**Task prompt**
Copy the part of the passage about a child's head injury word for word, starting at "And then when" and ending at "clean him up.".

** Opening Supplied passage block **

And then when I saw that the medical team had my son in their care... that's when I burst into tears.
The symptoms of a head injury can occur immediately or develop slowly over several hours or days. Even if the skull is not fractured, the brain can bang against the inside of the skull and be bruised. The head may look fine, but complications could result from bleeding or swelling inside the skull. -- from the U.S. Nat'l Library of Medicine

With a warbling voice I managed to croak out his name and my name and something about a kid throwing a rock and "I don't know anymore than that..."  Rob stayed with Julius while I got him checked in and when I came back he was still crying, shaking. His hand grasped out for mine while they held him down to clean him up.

By that time they knew how bad it was. Two wounds, one a puncture above his temple, one a gash on his forhead. They talked for a few minutes and decided that fake skin and steri-strips would do the trick and less scarring than stitches since it was at the front of his forehead. I was so relieved after seeing the wound because what I had imagined was horrific and nearly more than I could bear -- a child disfigured with a missing eye, a gash all down his face requiring 50 gazillion stitches.  I suddenly remembered one of the things he wailed on the trip to the hospital, "Why did this have to happen to ME?"

** Closing Supplied passage block **
** Opening Record extracts block **

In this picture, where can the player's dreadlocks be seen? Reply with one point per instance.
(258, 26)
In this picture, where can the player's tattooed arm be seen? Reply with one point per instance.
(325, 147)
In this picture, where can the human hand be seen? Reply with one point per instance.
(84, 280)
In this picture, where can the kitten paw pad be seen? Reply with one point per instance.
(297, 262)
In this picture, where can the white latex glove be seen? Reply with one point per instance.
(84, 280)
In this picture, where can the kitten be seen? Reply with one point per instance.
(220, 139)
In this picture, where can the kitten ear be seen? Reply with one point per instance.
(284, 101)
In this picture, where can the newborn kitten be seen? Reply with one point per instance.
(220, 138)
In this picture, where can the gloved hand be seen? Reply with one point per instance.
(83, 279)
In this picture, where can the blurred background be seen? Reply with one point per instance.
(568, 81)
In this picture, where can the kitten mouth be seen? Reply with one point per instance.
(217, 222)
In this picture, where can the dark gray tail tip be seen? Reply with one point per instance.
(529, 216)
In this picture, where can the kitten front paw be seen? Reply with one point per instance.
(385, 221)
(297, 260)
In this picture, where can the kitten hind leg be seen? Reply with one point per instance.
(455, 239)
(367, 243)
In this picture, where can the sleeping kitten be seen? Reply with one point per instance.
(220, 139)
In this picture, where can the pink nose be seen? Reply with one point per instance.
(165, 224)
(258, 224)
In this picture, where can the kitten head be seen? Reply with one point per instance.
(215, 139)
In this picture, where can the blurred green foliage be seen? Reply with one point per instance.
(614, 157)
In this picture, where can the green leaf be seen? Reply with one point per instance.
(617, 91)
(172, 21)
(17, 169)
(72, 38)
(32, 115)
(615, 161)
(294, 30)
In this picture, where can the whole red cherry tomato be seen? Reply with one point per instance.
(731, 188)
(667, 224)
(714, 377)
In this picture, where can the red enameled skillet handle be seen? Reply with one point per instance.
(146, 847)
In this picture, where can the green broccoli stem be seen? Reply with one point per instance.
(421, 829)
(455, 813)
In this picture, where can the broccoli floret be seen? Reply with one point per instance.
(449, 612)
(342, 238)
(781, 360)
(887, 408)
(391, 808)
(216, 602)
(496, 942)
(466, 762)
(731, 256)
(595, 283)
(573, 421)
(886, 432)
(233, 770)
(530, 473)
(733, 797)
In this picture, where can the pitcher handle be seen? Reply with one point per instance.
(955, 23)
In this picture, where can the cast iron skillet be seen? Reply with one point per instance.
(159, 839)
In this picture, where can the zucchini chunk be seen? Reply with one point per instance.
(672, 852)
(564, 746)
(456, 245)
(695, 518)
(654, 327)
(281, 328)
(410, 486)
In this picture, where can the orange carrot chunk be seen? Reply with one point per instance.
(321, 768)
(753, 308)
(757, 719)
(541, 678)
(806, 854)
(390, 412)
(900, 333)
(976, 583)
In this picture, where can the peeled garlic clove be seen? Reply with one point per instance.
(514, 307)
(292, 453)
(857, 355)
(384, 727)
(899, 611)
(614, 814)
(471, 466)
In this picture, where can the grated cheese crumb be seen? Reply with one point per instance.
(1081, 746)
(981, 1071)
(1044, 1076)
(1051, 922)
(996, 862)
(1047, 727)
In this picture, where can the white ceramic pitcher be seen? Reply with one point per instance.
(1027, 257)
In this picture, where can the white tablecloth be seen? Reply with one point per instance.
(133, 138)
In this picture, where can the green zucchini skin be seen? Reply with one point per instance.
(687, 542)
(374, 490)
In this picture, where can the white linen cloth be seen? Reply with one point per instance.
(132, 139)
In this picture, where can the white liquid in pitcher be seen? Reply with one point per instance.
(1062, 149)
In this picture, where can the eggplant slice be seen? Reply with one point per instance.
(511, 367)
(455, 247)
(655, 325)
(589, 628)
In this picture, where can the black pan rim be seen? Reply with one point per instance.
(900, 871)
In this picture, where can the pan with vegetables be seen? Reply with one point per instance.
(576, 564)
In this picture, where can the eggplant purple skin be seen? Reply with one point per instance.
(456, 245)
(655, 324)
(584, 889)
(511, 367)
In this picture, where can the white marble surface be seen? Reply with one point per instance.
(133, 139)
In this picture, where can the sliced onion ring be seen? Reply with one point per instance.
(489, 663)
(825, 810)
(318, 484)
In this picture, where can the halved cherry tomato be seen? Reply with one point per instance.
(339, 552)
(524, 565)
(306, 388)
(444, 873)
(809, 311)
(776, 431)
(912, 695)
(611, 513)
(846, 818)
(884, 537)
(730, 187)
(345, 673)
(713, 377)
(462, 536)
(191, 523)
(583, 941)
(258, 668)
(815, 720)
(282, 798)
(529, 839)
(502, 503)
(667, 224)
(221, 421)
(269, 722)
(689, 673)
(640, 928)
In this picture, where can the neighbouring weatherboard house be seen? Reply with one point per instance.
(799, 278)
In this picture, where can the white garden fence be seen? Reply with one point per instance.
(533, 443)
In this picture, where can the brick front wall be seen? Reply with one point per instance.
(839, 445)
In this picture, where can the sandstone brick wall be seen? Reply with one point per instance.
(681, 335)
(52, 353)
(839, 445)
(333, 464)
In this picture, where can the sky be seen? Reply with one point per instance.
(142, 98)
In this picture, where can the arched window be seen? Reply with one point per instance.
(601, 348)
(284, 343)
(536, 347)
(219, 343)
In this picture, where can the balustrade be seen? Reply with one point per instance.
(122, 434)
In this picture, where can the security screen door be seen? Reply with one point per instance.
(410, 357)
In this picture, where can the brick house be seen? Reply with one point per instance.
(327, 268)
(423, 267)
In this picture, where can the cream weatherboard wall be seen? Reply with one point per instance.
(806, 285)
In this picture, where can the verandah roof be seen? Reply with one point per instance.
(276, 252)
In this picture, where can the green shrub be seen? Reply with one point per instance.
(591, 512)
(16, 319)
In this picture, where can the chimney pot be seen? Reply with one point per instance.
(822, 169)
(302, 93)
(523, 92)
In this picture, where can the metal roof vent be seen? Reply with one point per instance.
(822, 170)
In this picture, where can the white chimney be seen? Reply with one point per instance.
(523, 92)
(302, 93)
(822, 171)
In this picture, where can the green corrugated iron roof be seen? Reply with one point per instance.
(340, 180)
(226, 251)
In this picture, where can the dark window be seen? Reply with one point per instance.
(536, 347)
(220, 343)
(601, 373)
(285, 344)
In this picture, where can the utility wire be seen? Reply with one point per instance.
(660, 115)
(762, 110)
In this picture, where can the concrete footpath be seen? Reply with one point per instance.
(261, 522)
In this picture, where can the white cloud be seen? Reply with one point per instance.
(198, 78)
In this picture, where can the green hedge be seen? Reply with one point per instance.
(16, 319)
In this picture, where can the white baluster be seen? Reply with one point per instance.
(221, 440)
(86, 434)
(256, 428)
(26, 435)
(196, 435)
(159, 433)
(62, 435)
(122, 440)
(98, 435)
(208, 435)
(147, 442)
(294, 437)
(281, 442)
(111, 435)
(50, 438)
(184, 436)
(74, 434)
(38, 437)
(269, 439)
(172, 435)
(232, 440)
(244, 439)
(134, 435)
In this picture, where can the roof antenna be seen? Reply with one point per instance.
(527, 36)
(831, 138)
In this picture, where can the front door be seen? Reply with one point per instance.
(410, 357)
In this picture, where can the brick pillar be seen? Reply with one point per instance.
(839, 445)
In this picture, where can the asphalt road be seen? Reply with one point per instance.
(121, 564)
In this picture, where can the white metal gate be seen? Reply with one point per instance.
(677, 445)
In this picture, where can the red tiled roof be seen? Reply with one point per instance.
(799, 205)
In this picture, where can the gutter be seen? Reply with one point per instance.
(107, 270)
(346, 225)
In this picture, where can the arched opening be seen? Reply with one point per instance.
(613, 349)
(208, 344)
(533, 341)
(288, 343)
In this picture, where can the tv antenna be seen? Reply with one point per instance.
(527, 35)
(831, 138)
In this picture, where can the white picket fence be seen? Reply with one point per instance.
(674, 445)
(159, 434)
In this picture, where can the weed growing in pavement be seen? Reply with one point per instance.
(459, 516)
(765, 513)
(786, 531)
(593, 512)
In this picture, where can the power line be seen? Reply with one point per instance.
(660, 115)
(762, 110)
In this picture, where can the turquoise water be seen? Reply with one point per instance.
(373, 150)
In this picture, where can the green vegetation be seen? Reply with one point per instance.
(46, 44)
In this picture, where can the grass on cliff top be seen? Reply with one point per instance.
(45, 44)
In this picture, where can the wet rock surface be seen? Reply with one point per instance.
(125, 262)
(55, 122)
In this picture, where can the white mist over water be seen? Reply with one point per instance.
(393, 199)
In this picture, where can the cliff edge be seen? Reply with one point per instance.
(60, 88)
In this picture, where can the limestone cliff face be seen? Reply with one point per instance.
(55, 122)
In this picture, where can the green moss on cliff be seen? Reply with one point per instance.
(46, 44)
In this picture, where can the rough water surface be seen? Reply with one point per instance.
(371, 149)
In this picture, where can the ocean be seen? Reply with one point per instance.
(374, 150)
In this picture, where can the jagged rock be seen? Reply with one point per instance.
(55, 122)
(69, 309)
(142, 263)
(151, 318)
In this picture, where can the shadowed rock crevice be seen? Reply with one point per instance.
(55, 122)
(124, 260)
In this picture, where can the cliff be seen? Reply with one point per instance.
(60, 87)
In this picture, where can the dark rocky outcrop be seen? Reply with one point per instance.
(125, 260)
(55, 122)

** Closing Record extracts block **

**Expected answer**
And then when I saw that the medical team had my son in their care... that's when I burst into tears.
The symptoms of a head injury can occur immediately or develop slowly over several hours or days. Even if the skull is not fractured, the brain can bang against the inside of the skull and be bruised. The head may look fine, but complications could result from bleeding or swelling inside the skull. -- from the U.S. Nat'l Library of Medicine

With a warbling voice I managed to croak out his name and my name and something about a kid throwing a rock and "I don't know anymore than that..."  Rob stayed with Julius while I got him checked in and when I came back he was still crying, shaking. His hand grasped out for mine while they held him down to clean him up.